[start of DATA SUPPLIED]

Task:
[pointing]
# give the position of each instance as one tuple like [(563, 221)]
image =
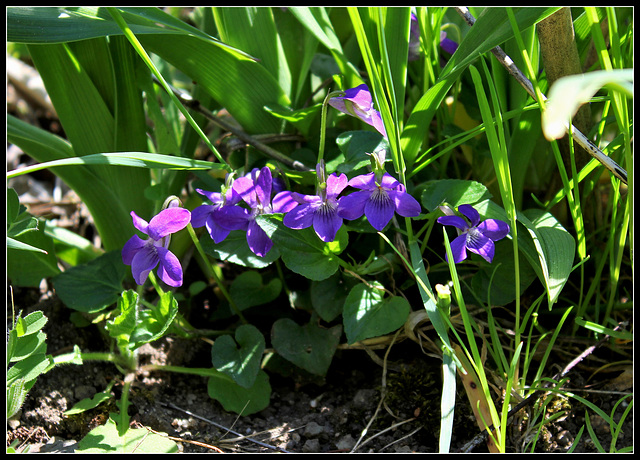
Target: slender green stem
[(70, 358), (323, 122), (214, 274)]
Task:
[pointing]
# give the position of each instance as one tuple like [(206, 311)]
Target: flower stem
[(214, 274), (323, 122)]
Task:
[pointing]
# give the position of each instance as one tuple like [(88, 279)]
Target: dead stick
[(580, 138), (217, 425), (482, 436)]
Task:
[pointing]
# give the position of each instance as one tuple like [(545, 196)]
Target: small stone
[(310, 446), (346, 443), (313, 429), (84, 391), (364, 398)]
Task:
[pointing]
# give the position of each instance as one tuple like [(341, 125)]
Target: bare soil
[(341, 413)]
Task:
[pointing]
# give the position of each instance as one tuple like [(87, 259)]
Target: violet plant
[(346, 217)]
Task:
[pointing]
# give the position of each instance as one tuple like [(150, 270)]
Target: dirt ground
[(306, 415)]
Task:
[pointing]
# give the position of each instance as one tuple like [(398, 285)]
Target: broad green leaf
[(236, 398), (134, 159), (106, 439), (239, 358), (546, 245), (60, 25), (28, 345), (28, 268), (558, 247), (310, 347), (20, 246), (29, 368), (328, 295), (368, 314), (567, 94), (301, 250), (317, 21), (16, 394), (248, 290), (497, 281), (71, 247), (13, 206), (93, 286), (356, 147), (33, 323), (122, 326), (454, 192), (302, 119), (253, 30), (242, 86)]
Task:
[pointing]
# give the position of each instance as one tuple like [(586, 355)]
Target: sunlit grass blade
[(490, 30), (135, 159), (107, 210), (253, 30)]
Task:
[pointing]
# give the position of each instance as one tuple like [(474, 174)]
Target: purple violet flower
[(447, 44), (319, 210), (358, 102), (255, 191), (475, 236), (208, 215), (377, 200), (414, 38), (145, 255)]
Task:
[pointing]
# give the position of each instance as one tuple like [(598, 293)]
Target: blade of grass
[(134, 159)]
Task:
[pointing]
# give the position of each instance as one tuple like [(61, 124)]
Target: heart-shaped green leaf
[(248, 290), (454, 191), (309, 347), (367, 314), (301, 250), (93, 286), (241, 358), (235, 249), (327, 296)]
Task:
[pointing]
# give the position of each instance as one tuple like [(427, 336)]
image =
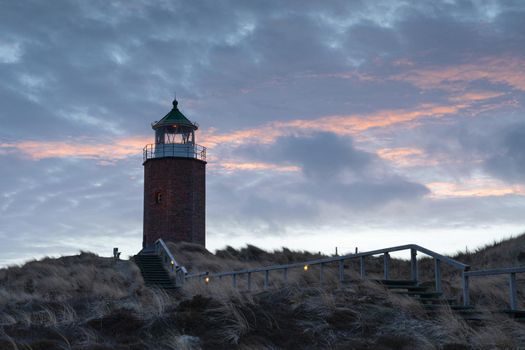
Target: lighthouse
[(174, 182)]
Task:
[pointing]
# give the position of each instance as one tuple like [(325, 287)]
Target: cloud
[(507, 160), (87, 149), (496, 70)]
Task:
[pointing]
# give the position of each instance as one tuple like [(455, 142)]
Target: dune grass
[(89, 302)]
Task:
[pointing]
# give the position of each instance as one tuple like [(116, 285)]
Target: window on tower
[(158, 197)]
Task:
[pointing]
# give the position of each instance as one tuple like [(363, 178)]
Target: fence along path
[(466, 274), (340, 260)]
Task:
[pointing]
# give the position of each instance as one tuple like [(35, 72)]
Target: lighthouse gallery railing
[(184, 150)]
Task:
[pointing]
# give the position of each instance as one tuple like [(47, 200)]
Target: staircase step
[(449, 301), (419, 294), (410, 288), (153, 272)]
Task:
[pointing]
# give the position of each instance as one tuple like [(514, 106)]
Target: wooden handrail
[(414, 248)]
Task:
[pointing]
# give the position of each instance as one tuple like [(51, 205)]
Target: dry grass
[(89, 302)]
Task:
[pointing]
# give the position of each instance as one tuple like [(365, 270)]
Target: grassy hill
[(90, 302)]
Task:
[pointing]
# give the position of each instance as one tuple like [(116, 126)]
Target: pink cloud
[(473, 188), (117, 149)]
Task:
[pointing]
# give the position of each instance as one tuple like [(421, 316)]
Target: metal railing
[(510, 271), (414, 271), (162, 250), (174, 150)]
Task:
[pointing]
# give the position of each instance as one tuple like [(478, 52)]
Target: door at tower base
[(174, 200)]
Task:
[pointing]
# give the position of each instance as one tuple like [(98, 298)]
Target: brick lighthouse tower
[(174, 182)]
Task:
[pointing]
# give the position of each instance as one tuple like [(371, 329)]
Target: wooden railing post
[(466, 291), (413, 265), (341, 271), (437, 275), (513, 292), (386, 266)]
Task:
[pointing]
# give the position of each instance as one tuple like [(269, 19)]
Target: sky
[(328, 123)]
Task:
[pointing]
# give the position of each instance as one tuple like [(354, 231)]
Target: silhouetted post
[(437, 274), (466, 292), (513, 293), (413, 264), (341, 271), (386, 266)]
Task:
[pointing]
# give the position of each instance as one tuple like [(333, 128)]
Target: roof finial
[(175, 102)]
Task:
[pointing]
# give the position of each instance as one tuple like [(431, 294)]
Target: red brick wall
[(180, 215)]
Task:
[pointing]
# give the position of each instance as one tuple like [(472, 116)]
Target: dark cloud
[(333, 173), (101, 70), (507, 159)]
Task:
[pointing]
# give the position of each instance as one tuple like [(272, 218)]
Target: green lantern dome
[(175, 118)]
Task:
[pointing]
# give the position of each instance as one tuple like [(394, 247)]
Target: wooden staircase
[(433, 302), (153, 272)]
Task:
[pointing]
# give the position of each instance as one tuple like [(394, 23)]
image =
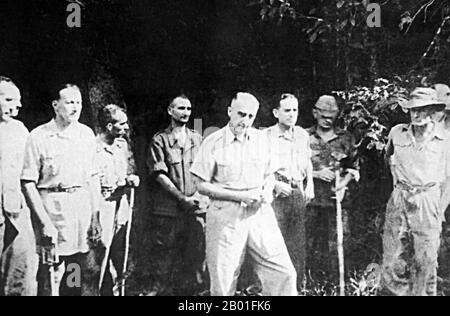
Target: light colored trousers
[(231, 230), (411, 243)]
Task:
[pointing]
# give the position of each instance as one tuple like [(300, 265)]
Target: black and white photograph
[(248, 149)]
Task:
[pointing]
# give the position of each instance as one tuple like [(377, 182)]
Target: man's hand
[(133, 181), (189, 204), (95, 230), (341, 189), (309, 193), (325, 174), (282, 189)]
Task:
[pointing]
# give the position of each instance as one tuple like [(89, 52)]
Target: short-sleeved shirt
[(114, 162), (339, 151), (420, 164), (55, 159), (167, 155), (60, 159), (13, 136), (291, 150), (234, 163)]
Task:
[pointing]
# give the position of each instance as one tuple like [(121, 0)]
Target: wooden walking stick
[(340, 237), (127, 242)]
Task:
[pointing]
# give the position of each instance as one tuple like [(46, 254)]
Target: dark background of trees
[(141, 53)]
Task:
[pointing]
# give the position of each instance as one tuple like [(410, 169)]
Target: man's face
[(120, 127), (181, 111), (325, 119), (242, 116), (68, 107), (287, 113), (421, 116), (9, 100)]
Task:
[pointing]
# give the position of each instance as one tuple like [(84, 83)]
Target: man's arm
[(309, 191), (167, 184), (43, 221), (445, 198), (218, 193)]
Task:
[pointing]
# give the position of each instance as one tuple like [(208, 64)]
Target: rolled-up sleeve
[(204, 163), (156, 161), (447, 160), (32, 164)]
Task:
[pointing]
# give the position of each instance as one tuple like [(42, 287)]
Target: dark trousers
[(76, 275), (290, 213), (177, 255), (115, 264)]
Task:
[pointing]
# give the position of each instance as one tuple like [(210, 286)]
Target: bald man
[(234, 169), (442, 117)]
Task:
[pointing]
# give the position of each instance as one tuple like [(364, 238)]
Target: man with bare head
[(117, 175), (19, 259), (176, 223), (419, 156), (234, 169)]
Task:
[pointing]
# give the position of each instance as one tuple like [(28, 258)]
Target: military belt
[(61, 189)]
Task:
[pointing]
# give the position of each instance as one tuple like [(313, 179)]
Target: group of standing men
[(267, 193), (63, 197)]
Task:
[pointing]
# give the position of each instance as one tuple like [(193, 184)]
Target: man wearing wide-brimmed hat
[(333, 149), (420, 164)]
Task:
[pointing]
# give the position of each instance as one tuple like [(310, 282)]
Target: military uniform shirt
[(291, 150), (327, 155), (234, 163)]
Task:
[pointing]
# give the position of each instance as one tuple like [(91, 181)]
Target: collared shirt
[(420, 164), (114, 162), (234, 163), (60, 159), (291, 150), (13, 136), (338, 151), (167, 156)]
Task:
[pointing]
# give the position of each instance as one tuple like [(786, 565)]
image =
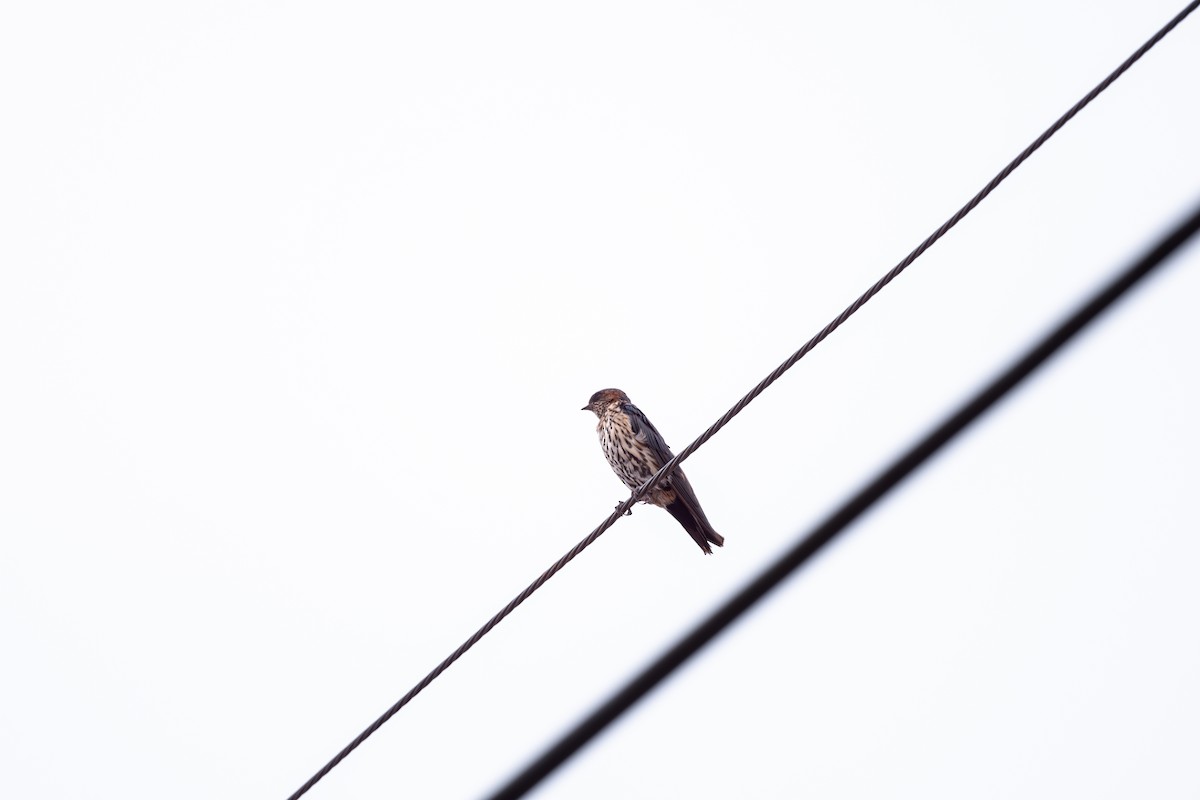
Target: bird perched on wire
[(636, 451)]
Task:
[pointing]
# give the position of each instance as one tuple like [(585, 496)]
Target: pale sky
[(299, 304)]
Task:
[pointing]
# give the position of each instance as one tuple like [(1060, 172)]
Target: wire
[(745, 401), (811, 543)]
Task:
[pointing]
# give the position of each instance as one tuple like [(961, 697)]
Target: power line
[(811, 543), (745, 401)]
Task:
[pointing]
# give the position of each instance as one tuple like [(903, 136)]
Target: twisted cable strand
[(747, 400)]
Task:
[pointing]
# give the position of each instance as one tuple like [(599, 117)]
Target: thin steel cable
[(745, 401), (811, 543)]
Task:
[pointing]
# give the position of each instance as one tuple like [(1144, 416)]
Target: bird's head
[(605, 398)]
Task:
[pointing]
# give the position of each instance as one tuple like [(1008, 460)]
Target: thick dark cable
[(742, 403), (811, 543)]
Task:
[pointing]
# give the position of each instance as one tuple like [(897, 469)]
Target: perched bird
[(636, 451)]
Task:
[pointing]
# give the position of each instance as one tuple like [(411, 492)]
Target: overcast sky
[(299, 304)]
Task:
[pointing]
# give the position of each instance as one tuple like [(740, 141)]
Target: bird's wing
[(646, 433)]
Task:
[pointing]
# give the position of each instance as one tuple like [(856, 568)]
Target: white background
[(299, 304)]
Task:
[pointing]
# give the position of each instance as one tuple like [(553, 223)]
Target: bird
[(636, 451)]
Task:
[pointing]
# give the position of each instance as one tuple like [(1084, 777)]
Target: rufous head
[(604, 398)]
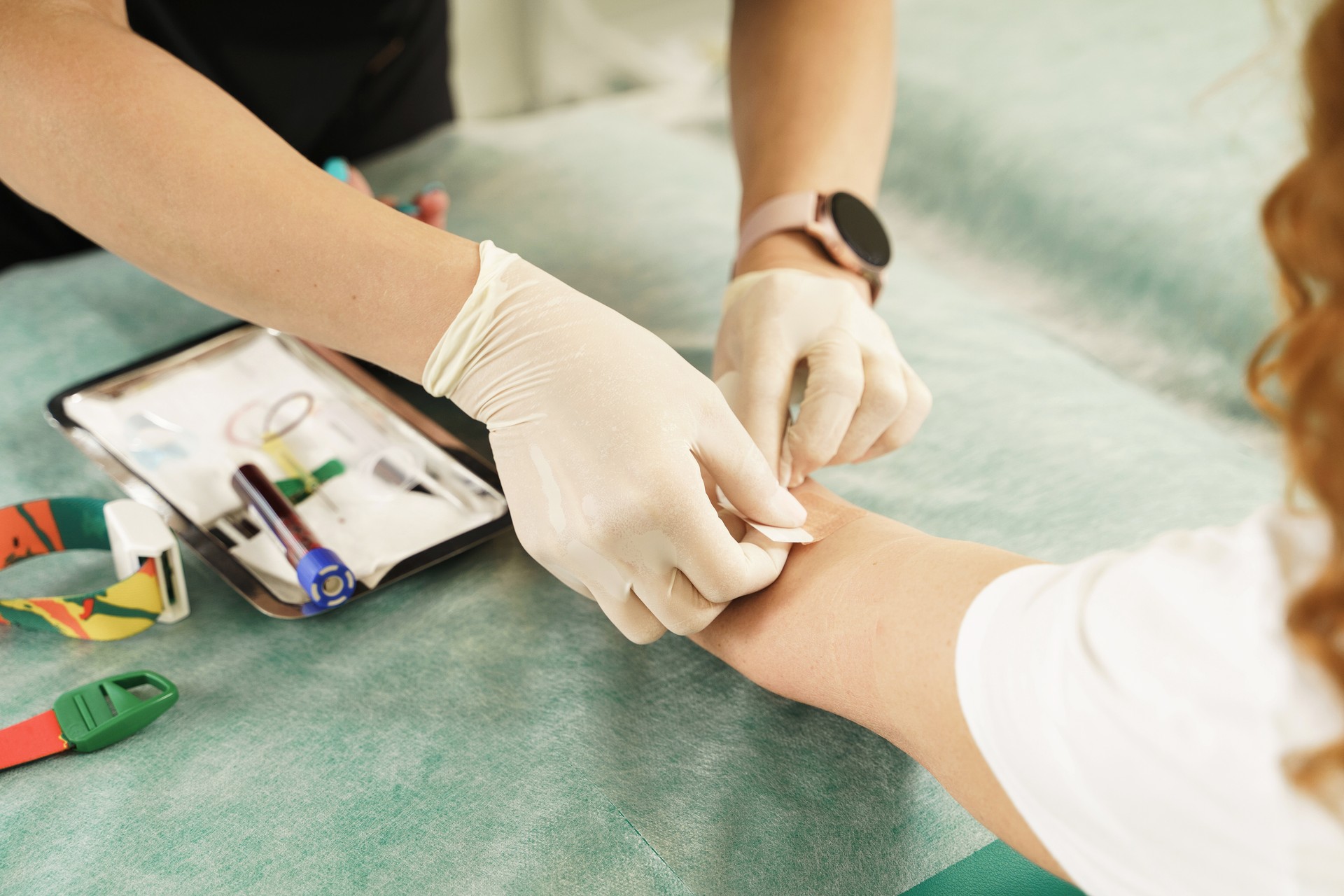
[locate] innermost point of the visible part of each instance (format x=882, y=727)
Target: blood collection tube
x=321, y=574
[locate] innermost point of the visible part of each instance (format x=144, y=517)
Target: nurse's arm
x=812, y=88
x=153, y=162
x=863, y=624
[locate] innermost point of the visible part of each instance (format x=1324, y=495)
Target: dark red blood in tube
x=276, y=512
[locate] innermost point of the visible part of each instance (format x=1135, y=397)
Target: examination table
x=479, y=727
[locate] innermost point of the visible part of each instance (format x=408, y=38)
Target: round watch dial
x=860, y=229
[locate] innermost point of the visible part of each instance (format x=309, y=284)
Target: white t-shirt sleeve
x=1138, y=707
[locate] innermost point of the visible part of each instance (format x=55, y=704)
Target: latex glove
x=604, y=438
x=862, y=399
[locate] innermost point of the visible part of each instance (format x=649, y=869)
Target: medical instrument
x=213, y=398
x=272, y=441
x=89, y=718
x=327, y=580
x=146, y=556
x=398, y=468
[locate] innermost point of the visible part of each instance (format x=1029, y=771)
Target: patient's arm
x=863, y=624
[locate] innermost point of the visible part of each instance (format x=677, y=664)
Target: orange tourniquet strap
x=33, y=739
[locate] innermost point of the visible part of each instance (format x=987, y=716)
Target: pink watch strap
x=792, y=211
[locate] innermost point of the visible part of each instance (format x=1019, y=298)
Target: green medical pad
x=480, y=729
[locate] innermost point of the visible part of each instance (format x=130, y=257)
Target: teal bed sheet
x=480, y=729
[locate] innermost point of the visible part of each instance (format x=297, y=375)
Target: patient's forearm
x=813, y=90
x=153, y=162
x=864, y=624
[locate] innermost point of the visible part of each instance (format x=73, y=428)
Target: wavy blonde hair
x=1303, y=362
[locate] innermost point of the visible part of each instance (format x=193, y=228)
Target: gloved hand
x=862, y=399
x=601, y=435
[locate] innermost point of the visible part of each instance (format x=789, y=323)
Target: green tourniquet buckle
x=104, y=713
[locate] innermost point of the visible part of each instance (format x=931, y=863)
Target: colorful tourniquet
x=120, y=610
x=88, y=718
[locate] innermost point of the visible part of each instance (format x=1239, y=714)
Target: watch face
x=860, y=229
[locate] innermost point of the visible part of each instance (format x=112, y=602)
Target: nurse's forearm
x=153, y=162
x=812, y=88
x=863, y=624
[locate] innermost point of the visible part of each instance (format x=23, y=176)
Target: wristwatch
x=843, y=223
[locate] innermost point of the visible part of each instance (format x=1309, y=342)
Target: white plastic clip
x=137, y=533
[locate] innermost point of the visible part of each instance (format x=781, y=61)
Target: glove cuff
x=463, y=339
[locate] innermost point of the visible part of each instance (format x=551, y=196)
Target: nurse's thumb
x=743, y=475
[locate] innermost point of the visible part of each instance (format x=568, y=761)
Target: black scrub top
x=331, y=77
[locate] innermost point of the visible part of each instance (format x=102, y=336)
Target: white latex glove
x=862, y=399
x=601, y=433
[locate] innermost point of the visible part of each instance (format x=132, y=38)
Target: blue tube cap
x=327, y=580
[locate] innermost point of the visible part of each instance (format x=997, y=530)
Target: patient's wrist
x=794, y=248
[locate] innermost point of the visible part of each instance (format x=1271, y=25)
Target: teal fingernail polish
x=337, y=168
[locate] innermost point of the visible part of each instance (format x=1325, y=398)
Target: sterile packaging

[end of DATA SUPPLIED]

* SET EXERCISE:
Extract every line from the one with "(format x=102, y=336)" down to the final line above, both included, exactly as written.

* COMPLETED EXERCISE:
[locate] innermost point of the visible part of each instance (format x=102, y=336)
Target: white latex glove
x=862, y=399
x=601, y=433
[locate] innermost point of the visible part of each instance (format x=132, y=38)
Target: blue tube cap
x=327, y=580
[locate] innermost point of the visible part of each instance (format x=997, y=530)
Target: patient's wrist
x=794, y=248
[locate] innermost point of the visible part of each instance (format x=1271, y=25)
Target: teal fingernail polish
x=337, y=168
[locate] innermost point of the visible part of each instance (format x=1325, y=398)
Target: sterile packaging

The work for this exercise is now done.